-- Extracted material start --
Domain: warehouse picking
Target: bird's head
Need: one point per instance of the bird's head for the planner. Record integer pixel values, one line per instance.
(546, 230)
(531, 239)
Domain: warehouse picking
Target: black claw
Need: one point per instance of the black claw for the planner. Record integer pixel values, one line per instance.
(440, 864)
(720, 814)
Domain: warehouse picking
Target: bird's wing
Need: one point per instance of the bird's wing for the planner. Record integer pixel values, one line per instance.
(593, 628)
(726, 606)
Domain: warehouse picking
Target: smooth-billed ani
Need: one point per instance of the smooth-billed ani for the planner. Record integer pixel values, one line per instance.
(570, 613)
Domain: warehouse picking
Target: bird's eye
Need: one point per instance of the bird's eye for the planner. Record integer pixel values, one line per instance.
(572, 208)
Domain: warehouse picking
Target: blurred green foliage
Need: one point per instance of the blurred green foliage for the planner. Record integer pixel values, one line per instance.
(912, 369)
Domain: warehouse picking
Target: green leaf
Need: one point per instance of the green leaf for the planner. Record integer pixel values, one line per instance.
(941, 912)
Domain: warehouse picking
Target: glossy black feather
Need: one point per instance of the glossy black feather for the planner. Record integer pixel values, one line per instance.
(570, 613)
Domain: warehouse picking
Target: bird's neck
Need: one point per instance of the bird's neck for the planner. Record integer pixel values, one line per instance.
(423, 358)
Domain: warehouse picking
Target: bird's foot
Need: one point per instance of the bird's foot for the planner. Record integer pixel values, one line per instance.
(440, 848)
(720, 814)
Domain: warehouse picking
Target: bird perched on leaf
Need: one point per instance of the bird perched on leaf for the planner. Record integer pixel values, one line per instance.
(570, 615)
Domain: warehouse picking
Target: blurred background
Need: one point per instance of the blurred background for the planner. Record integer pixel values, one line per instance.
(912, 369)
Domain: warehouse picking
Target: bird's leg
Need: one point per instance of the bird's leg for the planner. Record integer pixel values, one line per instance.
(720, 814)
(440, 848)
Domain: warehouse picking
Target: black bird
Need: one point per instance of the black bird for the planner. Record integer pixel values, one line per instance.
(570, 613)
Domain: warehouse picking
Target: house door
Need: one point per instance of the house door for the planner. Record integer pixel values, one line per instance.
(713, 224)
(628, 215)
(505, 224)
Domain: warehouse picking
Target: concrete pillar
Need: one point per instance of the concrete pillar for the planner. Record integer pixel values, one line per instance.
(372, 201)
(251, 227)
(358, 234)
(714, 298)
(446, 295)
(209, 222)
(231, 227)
-- Extracted material end --
● **Exercise**
Give all the entries again exactly; leave none out.

● **Correct output**
Domain: warehouse picking
Target: bird's head
Need: one point per instance of the bird's head for the planner. Record integer pixel values, one line per instance.
(546, 230)
(531, 239)
Domain: warehouse picking
Target: black claw
Need: one point per instance of the black claw for the planner. Record integer pixel values, one line per instance.
(440, 864)
(720, 814)
Domain: warehouse picking
Target: bird's wing
Need: one point per instance of the bird's wing for the planner. Record integer pixel values, one line per instance.
(593, 628)
(726, 606)
Domain: warehouse picking
Target: smooth-billed ani
Need: one point per instance of the smooth-billed ani for the planner. Record integer pixel values, one line per instance.
(570, 613)
Domain: warehouse picking
Target: bird's eye
Need: one point per instance of the bird's eye for the planner. Record integer pixel values, one line per instance.
(572, 208)
Domain: warehouse picking
Target: blurred green foliage
Need: one point per instance of the blurred green foliage for the planner. Record integer pixel values, one line per instance.
(912, 369)
Domain: warehouse picking
Target: green leaf
Need: one point per instance of the green leaf for the planner. Record integer pixel values, one line per instance.
(941, 912)
Domain: warehouse picking
Target: glossy black feather
Need: one point per instance of the glossy black feather for the planner. Record integer pixel values, one line per instance.
(570, 613)
Domain: warehouse picking
Target: bird's neck
Need: one point per instance of the bird's neck for the planner. Record integer pixel values, one line per instance.
(423, 358)
Domain: warehouse picking
Target: bird's foot
Need: one point per instance of the bird's foot for the planner. Record integer pixel values, one line per instance.
(440, 848)
(720, 814)
Domain: warehouse picking
Target: bird perched on leaf
Need: one point per instance of the bird perched on leaf for the planner. Record integer pixel values, one line per instance.
(570, 615)
Domain: warehouse picking
Target: blurred background
Need: one point per instance of the blurred background for the planner. Record integer pixel values, one line per instance.
(912, 369)
Domain: warehouse picking
Target: bird's leg
Need: one point per instance of the bird's leg for the planner. Record integer pixel values, one line per instance.
(720, 814)
(440, 848)
Domain: warehouse picking
Target: black bird
Need: one point per instance of the black bird for the planner. Record integer pixel values, one line per instance.
(570, 613)
Domain: warehouse picking
Target: house door
Need: one point per instance of the house door for the planner. Record integer pixel values, one line per instance.
(713, 224)
(628, 215)
(505, 224)
Domain: warehouse picking
Target: concrete pillar
Need: one point per instance of the concrete pillar for the planner. Record integer pixel values, one line per instance.
(372, 201)
(251, 227)
(358, 234)
(714, 298)
(446, 295)
(209, 222)
(231, 227)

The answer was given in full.